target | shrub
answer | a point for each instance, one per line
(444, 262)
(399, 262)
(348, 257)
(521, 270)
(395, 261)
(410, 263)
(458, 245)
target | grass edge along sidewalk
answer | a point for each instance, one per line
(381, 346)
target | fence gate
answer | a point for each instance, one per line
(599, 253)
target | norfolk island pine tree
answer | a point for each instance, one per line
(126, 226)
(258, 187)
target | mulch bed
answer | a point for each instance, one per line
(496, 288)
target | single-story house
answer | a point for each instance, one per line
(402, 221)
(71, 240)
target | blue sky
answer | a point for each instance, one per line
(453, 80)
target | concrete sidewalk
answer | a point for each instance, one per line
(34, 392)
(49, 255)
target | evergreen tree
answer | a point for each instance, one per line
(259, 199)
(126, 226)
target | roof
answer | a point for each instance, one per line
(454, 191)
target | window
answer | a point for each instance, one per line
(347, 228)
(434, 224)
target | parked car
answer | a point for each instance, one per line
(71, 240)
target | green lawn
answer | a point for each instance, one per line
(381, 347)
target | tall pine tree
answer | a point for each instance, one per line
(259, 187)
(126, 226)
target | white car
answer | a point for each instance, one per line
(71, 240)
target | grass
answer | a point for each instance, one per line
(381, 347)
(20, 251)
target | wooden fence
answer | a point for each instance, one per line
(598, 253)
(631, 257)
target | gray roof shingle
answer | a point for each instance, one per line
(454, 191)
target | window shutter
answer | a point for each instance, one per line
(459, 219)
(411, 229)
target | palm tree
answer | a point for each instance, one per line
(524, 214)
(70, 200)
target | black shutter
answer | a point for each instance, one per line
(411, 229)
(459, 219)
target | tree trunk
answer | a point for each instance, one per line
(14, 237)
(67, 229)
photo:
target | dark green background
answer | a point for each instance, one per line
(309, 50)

···

THE TASK | For this exercise, copy word for word the line that contains "target | blue sky" and every line after it, ending with the last line of the entries above.

RESPONSE TO THE EXERCISE |
target | blue sky
answer | a point for each instance, one per line
(453, 80)
target | concrete sidewalk
answer | a point for each instance, one per line
(34, 392)
(49, 255)
target | evergreen tree
answer | a point for each instance, one per line
(259, 199)
(126, 226)
target | roof
answer | a point for each instance, one per line
(454, 191)
target | window
answer | a point for each instance, one per line
(347, 228)
(434, 224)
target | parked car
answer | a point for each instance, one per line
(71, 240)
target | green lawn
answer | a point for each instance, one per line
(381, 347)
target | tall pine tree
answer | a point for each instance, one per line
(259, 187)
(126, 226)
target | white car
answer | a point for each instance, one per line
(71, 240)
target | grass
answer | a point for each instance, one per line
(381, 347)
(20, 251)
target | wooden fence
answer | a point for each instance, one per line
(598, 253)
(631, 257)
target | gray roof shingle
answer | a point for each instance, one per line
(454, 191)
target | window shutter
answer | a point for each instance, one per line
(459, 219)
(411, 229)
target | palm tree
answer | a point for each instance, one per line
(524, 214)
(70, 200)
target | black shutter
answer | a point for each instance, one per line
(411, 229)
(459, 219)
target | tree trunk
answer | a point for each instance, one per line
(14, 237)
(67, 229)
photo:
target | dark green background
answer | a point for each instance, one per line
(309, 50)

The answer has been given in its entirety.